* **DOCUMENT EXTRACT**:
———
Meehan requested that DHS follow up with him regarding timelines and metrics on efforts to engage with other agencies, since similar, previous efforts had failed.

Executive Order

While the congressional hearing was underway, the White House issued an executive order on Improving Chemical Facility Safety and Security, which addresses many of the issues raised at the hearing. The order forms a Chemical Facility Safety and Security Working Group, led by three agencies – DHS, EPA, and the Department of Labor. The new working group is charged with several specific tasks along three main goals.

Improving Coordination with State, Local, and Tribal Partners

  • Within 90 days, assess the possibility of sharing CFATS data and other information on explosive materials with state and local emergency officials.
  • Within 135 days, develop a plan to improve coordination with state, local, and tribal officials – including opportunities to improve public access to information.

Enhanced Federal Coordination

  • Within 45 days, deploy a pilot project to test best practices for interagency collaboration around chemical facility safety and security.
  • Within 270 days, create standard procedures for unified federal action concerning chemical facilities, including inspections, enforcement, reporting, and use of information.
  • Within 90 days, develop an analysis of information collection and sharing between agencies along with recommendations for improvements.
  • Within 180 days, propose a coordinated data sharing process to track chemical facility information submitted to agencies.

Modernizing Policy, Regulation, and Standards

  • Within 90 days, develop a list of potential regulatory and legislative proposals to improve the safety and security of ammonium nitrate.
  • Within 90 days, identify options to improve existing programs for chemical facility safety and security.
  • Within 180 days, engage stakeholders to discuss options for improved safety and security.
———
Stored items:
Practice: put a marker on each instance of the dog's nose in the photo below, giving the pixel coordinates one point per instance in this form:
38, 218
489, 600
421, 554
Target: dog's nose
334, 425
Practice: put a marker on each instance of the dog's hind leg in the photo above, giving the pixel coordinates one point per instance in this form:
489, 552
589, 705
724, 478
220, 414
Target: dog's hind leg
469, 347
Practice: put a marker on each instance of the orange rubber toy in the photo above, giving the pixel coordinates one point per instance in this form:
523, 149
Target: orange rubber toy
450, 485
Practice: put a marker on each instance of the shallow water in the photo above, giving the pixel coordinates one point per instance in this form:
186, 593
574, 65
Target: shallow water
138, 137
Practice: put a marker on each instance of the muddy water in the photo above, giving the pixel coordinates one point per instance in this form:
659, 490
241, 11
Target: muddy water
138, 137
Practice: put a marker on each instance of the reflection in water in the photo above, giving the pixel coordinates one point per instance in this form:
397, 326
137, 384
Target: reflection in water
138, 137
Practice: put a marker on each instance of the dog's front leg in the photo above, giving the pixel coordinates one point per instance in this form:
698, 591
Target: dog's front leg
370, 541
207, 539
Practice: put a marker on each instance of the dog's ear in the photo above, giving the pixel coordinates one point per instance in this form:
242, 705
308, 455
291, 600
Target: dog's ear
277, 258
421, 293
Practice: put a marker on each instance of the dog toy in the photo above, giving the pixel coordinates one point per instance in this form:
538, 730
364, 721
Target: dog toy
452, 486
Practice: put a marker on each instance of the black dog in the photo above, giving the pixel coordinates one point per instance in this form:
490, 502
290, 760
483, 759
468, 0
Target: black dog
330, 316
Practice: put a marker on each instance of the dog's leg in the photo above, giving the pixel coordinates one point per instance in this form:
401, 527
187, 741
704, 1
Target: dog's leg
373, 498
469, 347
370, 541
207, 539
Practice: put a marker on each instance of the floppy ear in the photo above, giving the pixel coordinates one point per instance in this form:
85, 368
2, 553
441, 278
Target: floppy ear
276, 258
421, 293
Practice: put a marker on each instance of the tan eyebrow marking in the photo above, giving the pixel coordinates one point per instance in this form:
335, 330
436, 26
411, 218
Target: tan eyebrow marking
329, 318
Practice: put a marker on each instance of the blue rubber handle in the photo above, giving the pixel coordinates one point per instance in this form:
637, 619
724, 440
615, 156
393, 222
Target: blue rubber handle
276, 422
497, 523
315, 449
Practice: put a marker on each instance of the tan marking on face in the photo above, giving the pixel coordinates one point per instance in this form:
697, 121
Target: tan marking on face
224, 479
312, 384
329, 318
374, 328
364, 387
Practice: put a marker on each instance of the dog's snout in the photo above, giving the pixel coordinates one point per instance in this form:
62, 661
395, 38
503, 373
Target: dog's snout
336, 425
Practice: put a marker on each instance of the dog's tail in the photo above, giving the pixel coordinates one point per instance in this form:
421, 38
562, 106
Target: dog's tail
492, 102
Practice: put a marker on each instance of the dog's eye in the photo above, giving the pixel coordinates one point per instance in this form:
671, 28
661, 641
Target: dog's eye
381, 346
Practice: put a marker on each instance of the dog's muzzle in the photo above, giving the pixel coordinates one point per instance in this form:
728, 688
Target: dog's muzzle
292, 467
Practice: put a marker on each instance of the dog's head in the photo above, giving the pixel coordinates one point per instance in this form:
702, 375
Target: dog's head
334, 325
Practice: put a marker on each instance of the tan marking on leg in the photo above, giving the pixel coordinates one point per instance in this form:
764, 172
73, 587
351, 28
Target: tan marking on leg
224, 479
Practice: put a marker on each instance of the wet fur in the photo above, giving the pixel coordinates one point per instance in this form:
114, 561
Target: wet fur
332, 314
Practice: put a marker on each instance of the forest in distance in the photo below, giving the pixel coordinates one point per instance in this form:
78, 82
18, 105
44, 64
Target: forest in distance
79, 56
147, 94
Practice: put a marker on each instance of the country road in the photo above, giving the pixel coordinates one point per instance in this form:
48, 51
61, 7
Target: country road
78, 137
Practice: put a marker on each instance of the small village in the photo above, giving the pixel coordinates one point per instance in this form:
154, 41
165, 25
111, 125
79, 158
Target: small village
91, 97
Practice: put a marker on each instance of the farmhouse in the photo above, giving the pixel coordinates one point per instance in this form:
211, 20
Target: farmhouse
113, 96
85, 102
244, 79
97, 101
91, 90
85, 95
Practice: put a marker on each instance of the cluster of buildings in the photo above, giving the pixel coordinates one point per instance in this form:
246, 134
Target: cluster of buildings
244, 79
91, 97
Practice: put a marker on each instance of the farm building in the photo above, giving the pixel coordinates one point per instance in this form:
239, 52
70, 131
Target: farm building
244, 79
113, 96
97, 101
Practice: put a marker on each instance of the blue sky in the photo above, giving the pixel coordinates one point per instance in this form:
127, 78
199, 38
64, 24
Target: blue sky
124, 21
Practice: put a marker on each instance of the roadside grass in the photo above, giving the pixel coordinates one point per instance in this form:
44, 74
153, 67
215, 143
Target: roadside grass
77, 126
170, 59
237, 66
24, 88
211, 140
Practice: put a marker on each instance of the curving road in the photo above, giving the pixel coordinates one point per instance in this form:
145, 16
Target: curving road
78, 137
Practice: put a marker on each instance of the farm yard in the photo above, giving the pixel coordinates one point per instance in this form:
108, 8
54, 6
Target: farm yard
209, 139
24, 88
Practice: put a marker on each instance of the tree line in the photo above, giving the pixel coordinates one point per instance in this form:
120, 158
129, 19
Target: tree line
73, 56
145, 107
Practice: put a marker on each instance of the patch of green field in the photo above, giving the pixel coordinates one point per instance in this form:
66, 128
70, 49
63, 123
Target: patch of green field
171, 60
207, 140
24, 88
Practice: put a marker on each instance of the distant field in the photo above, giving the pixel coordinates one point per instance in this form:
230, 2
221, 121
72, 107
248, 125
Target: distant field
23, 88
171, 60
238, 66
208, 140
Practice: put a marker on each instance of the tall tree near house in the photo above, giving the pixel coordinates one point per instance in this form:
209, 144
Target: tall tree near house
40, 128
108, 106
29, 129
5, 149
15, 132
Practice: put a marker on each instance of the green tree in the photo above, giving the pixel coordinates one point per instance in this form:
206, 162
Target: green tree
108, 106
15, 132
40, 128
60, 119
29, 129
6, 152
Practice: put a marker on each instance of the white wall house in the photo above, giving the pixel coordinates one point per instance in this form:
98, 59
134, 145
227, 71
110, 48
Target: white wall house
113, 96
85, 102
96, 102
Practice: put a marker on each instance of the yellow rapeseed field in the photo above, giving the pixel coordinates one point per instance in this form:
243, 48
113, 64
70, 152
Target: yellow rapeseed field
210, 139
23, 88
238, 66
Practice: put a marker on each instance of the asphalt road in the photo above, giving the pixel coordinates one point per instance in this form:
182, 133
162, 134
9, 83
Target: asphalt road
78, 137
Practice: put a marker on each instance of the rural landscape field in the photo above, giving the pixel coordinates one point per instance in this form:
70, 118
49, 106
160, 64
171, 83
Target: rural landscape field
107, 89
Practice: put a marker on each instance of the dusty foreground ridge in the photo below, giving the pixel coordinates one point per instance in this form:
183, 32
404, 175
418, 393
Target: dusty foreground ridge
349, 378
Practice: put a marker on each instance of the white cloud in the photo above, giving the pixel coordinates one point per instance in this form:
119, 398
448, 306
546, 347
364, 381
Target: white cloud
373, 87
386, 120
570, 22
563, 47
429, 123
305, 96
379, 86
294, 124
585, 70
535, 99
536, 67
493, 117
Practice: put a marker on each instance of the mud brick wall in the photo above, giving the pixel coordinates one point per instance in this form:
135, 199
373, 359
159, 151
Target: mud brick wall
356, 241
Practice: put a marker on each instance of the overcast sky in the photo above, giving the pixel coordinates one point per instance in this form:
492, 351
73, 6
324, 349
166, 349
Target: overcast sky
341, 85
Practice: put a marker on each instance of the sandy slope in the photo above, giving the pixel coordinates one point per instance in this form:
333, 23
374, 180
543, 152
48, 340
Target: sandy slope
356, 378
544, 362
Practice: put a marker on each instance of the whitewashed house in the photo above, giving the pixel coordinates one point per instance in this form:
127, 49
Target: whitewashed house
———
* **WORK TO COMPLETE**:
**a.** Write out the stretch of the chemical facility safety text from "Enhanced Federal Coordination" through "of ammonium nitrate.".
**b.** According to the chemical facility safety text, which three agencies lead the Chemical Facility Safety and Security Working Group?

* **PROBLEM SOLUTIONS**:
**a.**
Enhanced Federal Coordination

  • Within 45 days, deploy a pilot project to test best practices for interagency collaboration around chemical facility safety and security.
  • Within 270 days, create standard procedures for unified federal action concerning chemical facilities, including inspections, enforcement, reporting, and use of information.
  • Within 90 days, develop an analysis of information collection and sharing between agencies along with recommendations for improvements.
  • Within 180 days, propose a coordinated data sharing process to track chemical facility information submitted to agencies.

Modernizing Policy, Regulation, and Standards

  • Within 90 days, develop a list of potential regulatory and legislative proposals to improve the safety and security of ammonium nitrate.

**b.** DHS, EPA, and the Department of Labor.